**Exercise instructions:**
In the entries that follow, find the word "rough" and report each line it is on.

Records from a data collection
= Beginning of Section =

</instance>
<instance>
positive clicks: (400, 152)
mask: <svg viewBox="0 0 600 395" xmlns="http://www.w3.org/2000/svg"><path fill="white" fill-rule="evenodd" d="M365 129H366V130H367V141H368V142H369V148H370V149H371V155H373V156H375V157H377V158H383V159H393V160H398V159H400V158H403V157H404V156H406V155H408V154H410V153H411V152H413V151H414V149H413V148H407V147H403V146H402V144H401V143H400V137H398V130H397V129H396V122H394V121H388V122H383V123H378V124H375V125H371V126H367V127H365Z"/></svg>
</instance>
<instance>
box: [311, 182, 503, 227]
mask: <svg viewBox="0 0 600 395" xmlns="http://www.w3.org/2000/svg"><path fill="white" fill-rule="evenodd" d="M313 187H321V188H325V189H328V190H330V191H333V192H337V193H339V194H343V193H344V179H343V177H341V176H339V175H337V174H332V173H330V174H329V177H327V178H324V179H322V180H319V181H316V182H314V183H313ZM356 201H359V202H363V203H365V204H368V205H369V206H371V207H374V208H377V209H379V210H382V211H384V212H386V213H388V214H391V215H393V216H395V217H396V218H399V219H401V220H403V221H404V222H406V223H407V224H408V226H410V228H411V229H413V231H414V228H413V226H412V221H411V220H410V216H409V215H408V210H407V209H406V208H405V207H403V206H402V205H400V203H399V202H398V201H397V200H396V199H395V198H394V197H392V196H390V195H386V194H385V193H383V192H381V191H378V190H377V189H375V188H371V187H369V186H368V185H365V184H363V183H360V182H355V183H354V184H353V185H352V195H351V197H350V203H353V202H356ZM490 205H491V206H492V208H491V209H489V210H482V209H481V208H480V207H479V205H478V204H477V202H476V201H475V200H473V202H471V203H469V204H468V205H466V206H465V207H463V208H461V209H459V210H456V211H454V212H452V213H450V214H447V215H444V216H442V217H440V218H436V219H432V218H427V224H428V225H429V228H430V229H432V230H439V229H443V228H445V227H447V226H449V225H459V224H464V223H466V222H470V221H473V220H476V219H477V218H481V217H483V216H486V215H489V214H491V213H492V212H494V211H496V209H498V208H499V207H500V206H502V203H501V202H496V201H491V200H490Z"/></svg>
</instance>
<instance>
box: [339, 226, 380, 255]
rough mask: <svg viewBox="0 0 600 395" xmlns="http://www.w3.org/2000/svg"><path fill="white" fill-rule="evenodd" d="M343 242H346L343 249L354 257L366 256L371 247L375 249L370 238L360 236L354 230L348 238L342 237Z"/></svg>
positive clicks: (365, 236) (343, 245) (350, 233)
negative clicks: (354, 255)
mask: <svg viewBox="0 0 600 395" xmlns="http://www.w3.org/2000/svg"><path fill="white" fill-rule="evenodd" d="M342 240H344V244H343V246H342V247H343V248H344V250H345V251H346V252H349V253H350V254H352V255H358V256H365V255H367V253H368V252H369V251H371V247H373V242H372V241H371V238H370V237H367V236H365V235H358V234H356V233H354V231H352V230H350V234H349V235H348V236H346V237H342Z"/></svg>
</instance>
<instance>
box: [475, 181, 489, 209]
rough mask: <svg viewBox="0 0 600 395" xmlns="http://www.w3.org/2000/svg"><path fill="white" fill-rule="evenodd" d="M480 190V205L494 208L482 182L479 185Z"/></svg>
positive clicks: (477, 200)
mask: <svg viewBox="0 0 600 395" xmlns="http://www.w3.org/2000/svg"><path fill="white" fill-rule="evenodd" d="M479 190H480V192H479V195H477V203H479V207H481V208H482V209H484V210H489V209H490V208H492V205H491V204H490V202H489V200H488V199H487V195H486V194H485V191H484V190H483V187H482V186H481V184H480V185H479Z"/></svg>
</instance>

= End of Section =

**Finished exercise:**
rough mask: <svg viewBox="0 0 600 395" xmlns="http://www.w3.org/2000/svg"><path fill="white" fill-rule="evenodd" d="M343 242H346L343 249L354 257L366 256L371 247L375 249L370 238L360 236L354 230L348 238L342 237Z"/></svg>
rough mask: <svg viewBox="0 0 600 395" xmlns="http://www.w3.org/2000/svg"><path fill="white" fill-rule="evenodd" d="M480 190V205L494 208L482 182L479 185Z"/></svg>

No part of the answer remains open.